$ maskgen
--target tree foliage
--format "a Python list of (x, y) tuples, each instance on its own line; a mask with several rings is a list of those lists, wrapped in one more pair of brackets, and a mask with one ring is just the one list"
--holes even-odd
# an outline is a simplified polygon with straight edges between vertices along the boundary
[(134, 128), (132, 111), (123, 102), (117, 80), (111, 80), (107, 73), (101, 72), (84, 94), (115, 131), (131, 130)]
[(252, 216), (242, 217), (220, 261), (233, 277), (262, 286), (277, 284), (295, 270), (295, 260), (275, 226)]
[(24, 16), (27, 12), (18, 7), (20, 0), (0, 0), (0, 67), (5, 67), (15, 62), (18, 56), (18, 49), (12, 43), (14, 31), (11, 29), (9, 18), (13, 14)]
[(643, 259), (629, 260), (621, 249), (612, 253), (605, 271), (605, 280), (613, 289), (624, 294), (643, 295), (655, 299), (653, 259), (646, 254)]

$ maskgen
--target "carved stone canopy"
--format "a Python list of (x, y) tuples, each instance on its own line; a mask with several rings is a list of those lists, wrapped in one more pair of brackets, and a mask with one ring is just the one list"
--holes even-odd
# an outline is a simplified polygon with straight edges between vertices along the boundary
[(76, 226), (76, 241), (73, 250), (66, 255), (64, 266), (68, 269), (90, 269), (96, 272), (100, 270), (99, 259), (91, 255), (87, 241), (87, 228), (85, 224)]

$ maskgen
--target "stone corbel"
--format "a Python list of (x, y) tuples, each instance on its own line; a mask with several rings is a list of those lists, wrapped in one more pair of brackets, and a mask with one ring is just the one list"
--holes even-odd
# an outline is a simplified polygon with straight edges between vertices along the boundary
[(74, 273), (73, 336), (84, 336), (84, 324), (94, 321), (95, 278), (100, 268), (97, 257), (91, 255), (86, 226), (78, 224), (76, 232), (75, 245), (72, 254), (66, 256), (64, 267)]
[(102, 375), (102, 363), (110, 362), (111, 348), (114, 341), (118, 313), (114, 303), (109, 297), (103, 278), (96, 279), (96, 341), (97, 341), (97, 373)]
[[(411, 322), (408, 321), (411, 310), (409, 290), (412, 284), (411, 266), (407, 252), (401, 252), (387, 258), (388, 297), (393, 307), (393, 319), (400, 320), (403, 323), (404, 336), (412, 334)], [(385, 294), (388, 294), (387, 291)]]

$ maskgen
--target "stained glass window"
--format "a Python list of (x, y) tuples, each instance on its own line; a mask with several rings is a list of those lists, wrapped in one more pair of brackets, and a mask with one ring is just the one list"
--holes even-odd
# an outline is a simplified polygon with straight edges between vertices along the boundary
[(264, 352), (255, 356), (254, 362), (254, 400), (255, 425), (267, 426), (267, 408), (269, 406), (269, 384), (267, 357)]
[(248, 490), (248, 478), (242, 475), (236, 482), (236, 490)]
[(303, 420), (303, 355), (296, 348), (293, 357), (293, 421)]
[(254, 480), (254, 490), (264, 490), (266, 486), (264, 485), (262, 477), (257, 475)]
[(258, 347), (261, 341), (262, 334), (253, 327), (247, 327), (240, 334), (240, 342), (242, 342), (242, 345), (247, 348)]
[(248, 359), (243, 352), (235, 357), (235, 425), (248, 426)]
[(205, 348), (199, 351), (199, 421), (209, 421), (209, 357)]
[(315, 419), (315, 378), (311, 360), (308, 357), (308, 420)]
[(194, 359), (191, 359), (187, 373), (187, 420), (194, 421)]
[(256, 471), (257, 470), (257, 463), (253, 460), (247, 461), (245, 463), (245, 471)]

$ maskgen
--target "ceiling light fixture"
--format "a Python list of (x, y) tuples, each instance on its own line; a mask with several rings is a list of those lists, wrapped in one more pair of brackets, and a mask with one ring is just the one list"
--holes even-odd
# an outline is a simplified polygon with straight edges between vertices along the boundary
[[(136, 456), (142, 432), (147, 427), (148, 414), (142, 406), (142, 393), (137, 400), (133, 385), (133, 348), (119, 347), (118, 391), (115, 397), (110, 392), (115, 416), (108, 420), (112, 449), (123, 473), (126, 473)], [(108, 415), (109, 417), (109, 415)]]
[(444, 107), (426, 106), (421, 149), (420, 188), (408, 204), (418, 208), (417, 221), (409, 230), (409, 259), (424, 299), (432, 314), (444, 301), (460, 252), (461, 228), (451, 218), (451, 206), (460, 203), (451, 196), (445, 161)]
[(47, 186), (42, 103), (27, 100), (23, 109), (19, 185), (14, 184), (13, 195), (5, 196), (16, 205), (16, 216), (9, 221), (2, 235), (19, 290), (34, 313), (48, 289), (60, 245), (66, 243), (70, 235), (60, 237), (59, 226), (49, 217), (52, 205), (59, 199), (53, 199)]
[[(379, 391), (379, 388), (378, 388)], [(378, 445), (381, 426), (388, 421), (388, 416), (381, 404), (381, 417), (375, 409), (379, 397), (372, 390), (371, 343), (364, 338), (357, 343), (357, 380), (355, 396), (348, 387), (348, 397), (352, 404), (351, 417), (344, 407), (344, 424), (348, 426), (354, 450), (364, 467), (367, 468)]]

#### What is required
State how many lines in the records above contain the string "target", matching its capitalization exactly, and reply with that number alone.

#### The completed task
5